■ Objectif: Extrais mot pour mot tout le texte de la décision de justice ci-dessous.

■ Texte extrait:
++++++

Considérant que, dans les circonstances de l'espèce, il y a lieu, par application de l'article 11, deuxième alinéa de la loi du 31 décembre 1987, de régler, sur ce même point, l'affaire au fond ;
Considérant qu'il résulte de ce qui précède que l'administration n'était pas en droit d'imposer Mme X... à raison des plus-values afférentes aux éléments d'actif échus en partage à son époux, le 27 septembre 1983 ; que Mme X... est, dès lors, fondée à soutenir que c'est à tort que, par son jugement du 9 juin 1992, le tribunal administratif de Nancy a refusé de la décharger de la fraction, à laquelle elle est restée assujettie au titre de l'année 1983, des droits et intérêts de retard procédant de l'imposition des sommes dont il s'agit, réparties en plus-values à court terme pour un montant de 415 000 F et en plus-values à long terme, soumises à l'impôt au taux de 15 %, pour un montant de 622 500 F ;
Article 1er : L'arrêt du 8 septembre 1994 de la cour administrative d'appel de Nancy est annulé, en tant que celle-ci a statué sur les conclusions de la requête de Mme X... aux fins de décharge des droits supplémentaires d'impôt sur le revenu et des intérêts de retard y afférents auxquels elle est restée assujettie, au titre de l'année 1983, à raison de plus-values à court terme de 415 000 F et de plus-values à long terme de 622 500 F.

++++++

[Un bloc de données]
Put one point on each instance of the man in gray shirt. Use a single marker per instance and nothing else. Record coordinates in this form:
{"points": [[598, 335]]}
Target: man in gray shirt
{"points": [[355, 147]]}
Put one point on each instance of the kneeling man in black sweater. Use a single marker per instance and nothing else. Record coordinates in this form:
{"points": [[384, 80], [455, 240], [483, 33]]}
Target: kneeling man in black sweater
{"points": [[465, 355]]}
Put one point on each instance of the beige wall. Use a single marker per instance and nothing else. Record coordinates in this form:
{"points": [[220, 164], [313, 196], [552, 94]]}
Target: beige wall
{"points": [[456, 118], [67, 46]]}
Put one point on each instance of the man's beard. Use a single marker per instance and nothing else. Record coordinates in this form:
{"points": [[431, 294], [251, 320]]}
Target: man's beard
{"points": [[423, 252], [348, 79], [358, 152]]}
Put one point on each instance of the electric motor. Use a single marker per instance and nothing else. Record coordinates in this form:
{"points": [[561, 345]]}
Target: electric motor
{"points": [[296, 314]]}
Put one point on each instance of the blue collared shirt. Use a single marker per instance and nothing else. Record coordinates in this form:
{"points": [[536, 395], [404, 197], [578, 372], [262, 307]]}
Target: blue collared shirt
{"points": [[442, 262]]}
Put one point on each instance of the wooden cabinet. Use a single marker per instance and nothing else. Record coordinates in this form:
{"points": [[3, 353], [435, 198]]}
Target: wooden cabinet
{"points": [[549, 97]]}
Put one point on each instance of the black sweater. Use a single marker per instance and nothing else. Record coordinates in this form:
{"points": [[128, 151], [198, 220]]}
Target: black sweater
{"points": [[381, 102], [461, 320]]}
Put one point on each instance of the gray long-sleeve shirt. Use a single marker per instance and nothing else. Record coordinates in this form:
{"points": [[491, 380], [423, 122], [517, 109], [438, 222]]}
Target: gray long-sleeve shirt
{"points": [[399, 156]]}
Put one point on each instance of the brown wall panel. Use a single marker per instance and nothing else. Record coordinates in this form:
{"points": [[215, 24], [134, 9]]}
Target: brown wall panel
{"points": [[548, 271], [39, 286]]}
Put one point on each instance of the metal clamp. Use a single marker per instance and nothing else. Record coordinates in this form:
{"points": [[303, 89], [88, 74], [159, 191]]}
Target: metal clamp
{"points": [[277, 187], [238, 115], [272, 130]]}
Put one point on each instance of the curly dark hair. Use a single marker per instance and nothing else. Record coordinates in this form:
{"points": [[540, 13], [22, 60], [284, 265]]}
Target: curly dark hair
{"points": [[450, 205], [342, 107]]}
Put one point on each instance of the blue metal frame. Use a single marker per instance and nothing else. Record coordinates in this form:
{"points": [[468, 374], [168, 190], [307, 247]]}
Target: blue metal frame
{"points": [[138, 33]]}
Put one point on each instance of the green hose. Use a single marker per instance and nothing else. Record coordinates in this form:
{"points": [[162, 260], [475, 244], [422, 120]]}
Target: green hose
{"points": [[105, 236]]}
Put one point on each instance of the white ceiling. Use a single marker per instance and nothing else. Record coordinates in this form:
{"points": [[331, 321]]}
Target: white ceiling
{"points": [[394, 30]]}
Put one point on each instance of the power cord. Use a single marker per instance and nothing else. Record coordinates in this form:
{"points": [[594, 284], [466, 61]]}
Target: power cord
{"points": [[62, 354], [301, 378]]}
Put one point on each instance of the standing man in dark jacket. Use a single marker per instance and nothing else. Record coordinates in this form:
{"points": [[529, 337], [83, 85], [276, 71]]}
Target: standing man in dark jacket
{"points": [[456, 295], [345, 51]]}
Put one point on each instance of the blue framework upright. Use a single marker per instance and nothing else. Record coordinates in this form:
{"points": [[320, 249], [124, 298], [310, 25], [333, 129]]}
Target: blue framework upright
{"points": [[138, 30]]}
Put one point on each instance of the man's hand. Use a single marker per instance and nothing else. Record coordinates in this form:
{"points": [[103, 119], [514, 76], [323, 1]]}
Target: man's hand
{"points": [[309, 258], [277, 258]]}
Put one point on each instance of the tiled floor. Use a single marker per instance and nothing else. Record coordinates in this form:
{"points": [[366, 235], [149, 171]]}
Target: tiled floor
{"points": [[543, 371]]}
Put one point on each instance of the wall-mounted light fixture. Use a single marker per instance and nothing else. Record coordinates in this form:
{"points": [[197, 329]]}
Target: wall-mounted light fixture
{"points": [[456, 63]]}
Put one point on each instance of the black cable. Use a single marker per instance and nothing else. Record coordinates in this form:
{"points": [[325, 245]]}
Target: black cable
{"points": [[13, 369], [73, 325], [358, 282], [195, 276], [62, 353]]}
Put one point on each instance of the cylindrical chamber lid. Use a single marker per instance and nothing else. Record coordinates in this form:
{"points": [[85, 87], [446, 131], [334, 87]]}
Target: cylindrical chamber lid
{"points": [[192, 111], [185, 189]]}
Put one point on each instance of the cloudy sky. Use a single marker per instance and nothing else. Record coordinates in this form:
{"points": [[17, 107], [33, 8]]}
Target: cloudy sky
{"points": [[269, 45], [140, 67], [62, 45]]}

++++++

■ Solution proposée:
Considérant que, dans les circonstances de l'espèce, il y a lieu, par application de l'article 11, deuxième alinéa de la loi du 31 décembre 1987, de régler, sur ce même point, l'affaire au fond ;
Considérant qu'il résulte de ce qui précède que l'administration n'était pas en droit d'imposer Mme X... à raison des plus-values afférentes aux éléments d'actif échus en partage à son époux, le 27 septembre 1983 ; que Mme X... est, dès lors, fondée à soutenir que c'est à tort que, par son jugement du 9 juin 1992, le tribunal administratif de Nancy a refusé de la décharger de la fraction, à laquelle elle est restée assujettie au titre de l'année 1983, des droits et intérêts de retard procédant de l'imposition des sommes dont il s'agit, réparties en plus-values à court terme pour un montant de 415 000 F et en plus-values à long terme, soumises à l'impôt au taux de 15 %, pour un montant de 622 500 F ;
Article 1er : L'arrêt du 8 septembre 1994 de la cour administrative d'appel de Nancy est annulé, en tant que celle-ci a statué sur les conclusions de la requête de Mme X... aux fins de décharge des droits supplémentaires d'impôt sur le revenu et des intérêts de retard y afférents auxquels elle est restée assujettie, au titre de l'année 1983, à raison de plus-values à court terme de 415 000 F et de plus-values à long terme de 622 500 F.